Excerpt provided:
────────
TWISler Update: The TWISler endorses three lucky candidates

Published Jan. 31, 2011

TWISler Update: The TWISler endorses three lucky candidates

The TWIS-meister has been keepin’ it pretty real lately and all of us here in TWIS land thought that instead of dropping a 1,500-word A-bomb of information on readers each week, it might be wiser to slow things down and make sure everyone is still on the same page. We’d hate for half the class to get behind and then come finals week and nobody shows up for the test — especially since we’ve got some potentially life altering exams down the pipe and only five weeks to prepare.

But don’t fret! The TWISler has decided to reserve the sumo-sized horse pills of justice he’s been shoving down your gullet for special occasions, and substitute them for more palatable, jockey-sized mouse pills that can be easily and comfortably ingested throughout the week in frequent doses. You might call them tutoring sessions between lectures, but we’ll be calling them “TWISler Updates.” These Earth-shattering truth-quakes may not rate as high on the realness keepin’ Richter scale as the “TWISler Breakdowns,” but sit through enough of them and you’ll feel just as sick to your stomach.
────────
Records shown:
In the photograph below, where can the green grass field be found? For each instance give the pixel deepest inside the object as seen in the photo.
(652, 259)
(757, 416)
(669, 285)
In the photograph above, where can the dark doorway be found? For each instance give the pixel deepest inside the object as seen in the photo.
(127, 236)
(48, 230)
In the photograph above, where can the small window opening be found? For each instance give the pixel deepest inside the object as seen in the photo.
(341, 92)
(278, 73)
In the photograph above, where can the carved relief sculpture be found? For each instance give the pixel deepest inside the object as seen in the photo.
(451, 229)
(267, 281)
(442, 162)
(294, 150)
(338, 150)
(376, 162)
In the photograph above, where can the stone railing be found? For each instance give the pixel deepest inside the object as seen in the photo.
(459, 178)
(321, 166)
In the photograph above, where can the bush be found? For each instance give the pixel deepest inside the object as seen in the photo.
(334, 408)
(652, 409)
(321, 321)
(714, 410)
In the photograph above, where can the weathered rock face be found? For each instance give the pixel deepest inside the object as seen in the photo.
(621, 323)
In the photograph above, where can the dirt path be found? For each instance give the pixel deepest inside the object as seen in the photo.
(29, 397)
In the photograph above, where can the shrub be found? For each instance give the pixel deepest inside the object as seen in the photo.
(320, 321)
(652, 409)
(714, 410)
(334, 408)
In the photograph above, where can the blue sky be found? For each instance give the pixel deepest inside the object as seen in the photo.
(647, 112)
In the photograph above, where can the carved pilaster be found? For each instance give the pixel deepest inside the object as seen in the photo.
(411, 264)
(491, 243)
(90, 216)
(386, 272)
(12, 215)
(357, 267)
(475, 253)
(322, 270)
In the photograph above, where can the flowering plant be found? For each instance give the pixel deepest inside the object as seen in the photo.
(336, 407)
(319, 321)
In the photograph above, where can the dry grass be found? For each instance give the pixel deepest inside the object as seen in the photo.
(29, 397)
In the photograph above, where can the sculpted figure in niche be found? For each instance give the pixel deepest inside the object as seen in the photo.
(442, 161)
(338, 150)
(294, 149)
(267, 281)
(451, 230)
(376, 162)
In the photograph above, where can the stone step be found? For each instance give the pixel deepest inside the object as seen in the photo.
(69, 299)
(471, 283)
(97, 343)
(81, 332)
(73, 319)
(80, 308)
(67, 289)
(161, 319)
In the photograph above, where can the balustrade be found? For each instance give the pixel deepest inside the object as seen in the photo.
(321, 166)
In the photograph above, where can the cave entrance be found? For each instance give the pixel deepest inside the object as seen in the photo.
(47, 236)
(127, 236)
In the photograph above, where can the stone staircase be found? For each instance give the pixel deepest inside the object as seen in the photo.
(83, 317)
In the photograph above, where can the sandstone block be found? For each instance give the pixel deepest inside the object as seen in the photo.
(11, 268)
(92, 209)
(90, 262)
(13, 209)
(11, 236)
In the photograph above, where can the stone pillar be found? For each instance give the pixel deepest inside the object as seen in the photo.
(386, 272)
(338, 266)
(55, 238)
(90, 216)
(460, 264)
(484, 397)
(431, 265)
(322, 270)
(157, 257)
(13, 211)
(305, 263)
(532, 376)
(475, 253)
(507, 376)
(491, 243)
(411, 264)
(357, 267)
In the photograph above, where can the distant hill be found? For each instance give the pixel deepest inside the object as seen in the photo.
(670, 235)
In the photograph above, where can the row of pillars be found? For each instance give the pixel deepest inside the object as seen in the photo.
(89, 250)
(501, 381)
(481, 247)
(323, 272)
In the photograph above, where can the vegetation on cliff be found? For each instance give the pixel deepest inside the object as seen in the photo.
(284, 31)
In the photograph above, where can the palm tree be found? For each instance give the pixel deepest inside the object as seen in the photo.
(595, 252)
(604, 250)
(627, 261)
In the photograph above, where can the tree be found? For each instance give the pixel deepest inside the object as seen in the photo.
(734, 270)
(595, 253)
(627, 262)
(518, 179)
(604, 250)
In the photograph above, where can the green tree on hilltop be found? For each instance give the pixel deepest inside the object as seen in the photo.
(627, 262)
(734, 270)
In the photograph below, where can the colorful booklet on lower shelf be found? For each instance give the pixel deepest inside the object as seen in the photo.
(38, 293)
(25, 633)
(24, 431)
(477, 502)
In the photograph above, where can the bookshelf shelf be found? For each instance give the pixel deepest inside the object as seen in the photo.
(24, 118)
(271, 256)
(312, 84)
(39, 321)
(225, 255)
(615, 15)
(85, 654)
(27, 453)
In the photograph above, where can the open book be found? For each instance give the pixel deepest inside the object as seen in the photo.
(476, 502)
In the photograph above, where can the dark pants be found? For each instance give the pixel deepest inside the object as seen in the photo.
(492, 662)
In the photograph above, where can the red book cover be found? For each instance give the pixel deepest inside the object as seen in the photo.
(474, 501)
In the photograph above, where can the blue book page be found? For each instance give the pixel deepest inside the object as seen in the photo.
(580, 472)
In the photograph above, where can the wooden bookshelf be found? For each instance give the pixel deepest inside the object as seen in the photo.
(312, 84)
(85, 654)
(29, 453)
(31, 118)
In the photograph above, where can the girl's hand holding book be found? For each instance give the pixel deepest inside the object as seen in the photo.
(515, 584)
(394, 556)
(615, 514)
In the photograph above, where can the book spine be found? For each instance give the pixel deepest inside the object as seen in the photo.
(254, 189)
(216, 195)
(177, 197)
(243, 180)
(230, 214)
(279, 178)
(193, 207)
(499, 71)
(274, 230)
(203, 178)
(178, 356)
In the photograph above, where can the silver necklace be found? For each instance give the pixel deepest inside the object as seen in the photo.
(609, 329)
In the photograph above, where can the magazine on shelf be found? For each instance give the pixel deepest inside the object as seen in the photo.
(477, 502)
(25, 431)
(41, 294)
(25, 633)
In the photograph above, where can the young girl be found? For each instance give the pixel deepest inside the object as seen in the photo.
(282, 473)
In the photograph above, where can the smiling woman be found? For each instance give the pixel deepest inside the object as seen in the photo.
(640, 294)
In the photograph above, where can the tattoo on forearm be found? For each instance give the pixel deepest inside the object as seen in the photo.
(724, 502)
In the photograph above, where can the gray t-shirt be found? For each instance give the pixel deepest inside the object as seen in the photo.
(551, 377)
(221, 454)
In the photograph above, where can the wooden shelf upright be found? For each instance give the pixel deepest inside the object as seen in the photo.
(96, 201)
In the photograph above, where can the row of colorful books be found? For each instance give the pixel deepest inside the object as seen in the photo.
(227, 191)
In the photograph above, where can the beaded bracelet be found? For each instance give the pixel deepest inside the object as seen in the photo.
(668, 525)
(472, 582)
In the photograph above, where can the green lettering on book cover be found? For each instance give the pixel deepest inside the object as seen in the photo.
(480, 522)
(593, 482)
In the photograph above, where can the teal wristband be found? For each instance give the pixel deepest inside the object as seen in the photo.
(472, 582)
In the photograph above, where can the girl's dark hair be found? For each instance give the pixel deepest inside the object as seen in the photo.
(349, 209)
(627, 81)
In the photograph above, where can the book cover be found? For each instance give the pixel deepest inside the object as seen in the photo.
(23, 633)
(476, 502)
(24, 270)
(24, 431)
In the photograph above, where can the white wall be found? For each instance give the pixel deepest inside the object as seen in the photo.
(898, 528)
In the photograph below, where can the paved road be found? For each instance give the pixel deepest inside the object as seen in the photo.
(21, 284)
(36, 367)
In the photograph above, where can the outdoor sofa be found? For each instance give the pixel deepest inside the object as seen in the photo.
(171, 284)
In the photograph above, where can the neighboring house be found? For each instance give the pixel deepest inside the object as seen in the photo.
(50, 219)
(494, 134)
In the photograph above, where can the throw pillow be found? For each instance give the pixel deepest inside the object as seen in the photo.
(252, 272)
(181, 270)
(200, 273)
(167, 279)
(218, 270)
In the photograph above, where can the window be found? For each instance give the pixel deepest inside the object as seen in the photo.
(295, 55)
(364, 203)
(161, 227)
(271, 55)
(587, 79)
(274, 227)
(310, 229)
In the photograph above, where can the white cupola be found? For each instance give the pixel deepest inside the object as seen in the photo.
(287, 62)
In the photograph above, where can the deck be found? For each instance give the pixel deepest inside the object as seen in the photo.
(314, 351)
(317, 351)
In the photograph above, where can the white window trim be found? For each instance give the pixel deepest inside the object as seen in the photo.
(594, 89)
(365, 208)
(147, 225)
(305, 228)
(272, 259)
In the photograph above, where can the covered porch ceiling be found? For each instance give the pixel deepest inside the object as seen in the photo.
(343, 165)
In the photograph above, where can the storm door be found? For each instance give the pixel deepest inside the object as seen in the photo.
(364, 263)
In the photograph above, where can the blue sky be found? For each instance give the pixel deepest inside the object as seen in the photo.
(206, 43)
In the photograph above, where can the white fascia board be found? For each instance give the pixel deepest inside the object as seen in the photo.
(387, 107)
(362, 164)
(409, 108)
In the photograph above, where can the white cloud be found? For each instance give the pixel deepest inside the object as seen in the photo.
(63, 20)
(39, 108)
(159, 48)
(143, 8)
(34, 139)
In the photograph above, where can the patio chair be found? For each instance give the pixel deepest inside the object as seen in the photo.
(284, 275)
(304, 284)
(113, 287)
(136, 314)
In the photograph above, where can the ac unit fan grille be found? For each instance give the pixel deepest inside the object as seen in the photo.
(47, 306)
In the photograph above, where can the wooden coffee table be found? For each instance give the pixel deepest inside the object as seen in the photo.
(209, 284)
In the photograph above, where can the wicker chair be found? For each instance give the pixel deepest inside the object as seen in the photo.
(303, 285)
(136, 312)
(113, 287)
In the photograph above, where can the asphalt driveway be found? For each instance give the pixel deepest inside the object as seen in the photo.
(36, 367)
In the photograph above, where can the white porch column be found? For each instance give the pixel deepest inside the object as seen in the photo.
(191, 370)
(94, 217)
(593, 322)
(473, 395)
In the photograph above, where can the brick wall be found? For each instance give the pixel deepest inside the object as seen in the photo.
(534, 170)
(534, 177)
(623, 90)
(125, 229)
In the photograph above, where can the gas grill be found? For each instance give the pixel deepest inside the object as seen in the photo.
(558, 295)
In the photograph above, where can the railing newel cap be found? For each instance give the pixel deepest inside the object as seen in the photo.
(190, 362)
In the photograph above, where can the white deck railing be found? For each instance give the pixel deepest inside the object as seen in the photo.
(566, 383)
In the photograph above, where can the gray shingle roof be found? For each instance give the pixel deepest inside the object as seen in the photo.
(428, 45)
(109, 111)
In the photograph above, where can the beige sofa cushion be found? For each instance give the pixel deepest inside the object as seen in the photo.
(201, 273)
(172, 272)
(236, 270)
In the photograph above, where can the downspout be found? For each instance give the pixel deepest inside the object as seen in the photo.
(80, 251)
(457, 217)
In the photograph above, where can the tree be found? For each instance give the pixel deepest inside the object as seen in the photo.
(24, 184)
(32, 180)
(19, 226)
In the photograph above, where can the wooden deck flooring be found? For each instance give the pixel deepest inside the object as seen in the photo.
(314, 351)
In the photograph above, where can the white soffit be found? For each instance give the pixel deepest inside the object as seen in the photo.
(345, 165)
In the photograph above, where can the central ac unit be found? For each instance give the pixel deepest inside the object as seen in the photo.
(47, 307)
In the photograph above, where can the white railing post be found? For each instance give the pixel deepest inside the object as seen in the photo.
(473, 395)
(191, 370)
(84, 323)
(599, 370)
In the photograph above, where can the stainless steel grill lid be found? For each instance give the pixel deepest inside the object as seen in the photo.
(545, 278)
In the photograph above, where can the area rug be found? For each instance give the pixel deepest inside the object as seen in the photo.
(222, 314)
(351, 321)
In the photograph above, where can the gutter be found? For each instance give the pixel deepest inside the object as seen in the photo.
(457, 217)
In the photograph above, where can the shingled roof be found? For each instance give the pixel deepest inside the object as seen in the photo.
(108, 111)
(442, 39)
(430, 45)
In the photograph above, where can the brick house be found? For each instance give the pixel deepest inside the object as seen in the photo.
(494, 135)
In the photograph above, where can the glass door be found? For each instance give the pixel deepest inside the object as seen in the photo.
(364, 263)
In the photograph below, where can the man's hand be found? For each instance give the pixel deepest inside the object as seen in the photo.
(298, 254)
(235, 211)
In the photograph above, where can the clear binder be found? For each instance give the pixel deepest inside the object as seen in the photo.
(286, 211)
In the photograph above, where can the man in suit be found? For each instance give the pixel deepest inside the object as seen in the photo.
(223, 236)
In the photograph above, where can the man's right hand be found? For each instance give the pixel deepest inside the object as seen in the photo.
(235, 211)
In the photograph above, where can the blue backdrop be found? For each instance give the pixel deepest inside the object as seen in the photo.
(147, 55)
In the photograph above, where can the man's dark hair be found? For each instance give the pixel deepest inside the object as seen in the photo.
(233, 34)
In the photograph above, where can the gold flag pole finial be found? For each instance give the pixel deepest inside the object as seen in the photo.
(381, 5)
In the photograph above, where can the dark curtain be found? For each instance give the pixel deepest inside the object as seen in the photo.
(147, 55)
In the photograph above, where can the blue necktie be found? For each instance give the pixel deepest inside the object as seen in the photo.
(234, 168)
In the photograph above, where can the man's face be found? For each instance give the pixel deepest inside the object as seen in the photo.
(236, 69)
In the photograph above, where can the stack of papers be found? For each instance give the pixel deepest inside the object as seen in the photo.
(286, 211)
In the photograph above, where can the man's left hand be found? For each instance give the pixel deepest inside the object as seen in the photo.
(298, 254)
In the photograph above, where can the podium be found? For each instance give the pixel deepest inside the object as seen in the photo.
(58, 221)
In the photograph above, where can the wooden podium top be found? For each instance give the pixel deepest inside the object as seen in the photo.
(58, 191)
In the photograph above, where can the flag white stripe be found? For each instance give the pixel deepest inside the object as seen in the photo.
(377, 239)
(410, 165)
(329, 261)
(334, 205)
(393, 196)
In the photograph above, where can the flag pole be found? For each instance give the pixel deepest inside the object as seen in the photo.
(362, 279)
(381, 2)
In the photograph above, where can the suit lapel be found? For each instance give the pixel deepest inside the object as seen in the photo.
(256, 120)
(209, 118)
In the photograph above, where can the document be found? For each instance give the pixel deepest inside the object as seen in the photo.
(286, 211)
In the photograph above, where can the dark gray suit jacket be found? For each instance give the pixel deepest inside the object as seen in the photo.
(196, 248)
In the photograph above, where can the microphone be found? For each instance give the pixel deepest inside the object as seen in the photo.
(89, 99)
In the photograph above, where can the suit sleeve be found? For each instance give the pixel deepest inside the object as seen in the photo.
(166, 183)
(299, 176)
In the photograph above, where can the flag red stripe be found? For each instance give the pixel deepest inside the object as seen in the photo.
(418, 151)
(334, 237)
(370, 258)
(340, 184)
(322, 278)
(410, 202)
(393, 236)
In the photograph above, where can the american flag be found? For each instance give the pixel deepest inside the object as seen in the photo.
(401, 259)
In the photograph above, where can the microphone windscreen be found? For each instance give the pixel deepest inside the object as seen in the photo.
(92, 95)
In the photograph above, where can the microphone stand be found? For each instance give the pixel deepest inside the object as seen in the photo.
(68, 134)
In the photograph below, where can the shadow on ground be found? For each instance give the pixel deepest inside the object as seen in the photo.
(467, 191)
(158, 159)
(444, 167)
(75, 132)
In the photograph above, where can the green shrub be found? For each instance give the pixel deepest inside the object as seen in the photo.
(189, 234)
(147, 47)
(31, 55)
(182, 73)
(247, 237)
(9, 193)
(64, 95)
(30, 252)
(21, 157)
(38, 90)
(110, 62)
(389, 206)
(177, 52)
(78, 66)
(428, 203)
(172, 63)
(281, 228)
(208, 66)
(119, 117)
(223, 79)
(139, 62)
────────
Written tasks:
1. Copy the TWISler update from "Published Jan. 31, 2011" up to and including "weeks to prepare.", renaming "readers" as "subscribers".
2. Answer these questions from the TWISler update:
(a) On what date was it published?
(b) How many weeks are there to prepare for the upcoming exams?
(c) What name will be used for the smaller weekly pieces?
The listing above is separate from the TWISler update.

Exercise results:
1.
Published Jan. 31, 2011

TWISler Update: The TWISler endorses three lucky candidates

The TWIS-meister has been keepin’ it pretty real lately and all of us here in TWIS land thought that instead of dropping a 1,500-word A-bomb of information on subscribers each week, it might be wiser to slow things down and make sure everyone is still on the same page. We’d hate for half the class to get behind and then come finals week and nobody shows up for the test — especially since we’ve got some potentially life altering exams down the pipe and only five weeks to prepare.

2.
(a) Jan. 31, 2011
(b) Five weeks
(c) "TWISler Updates"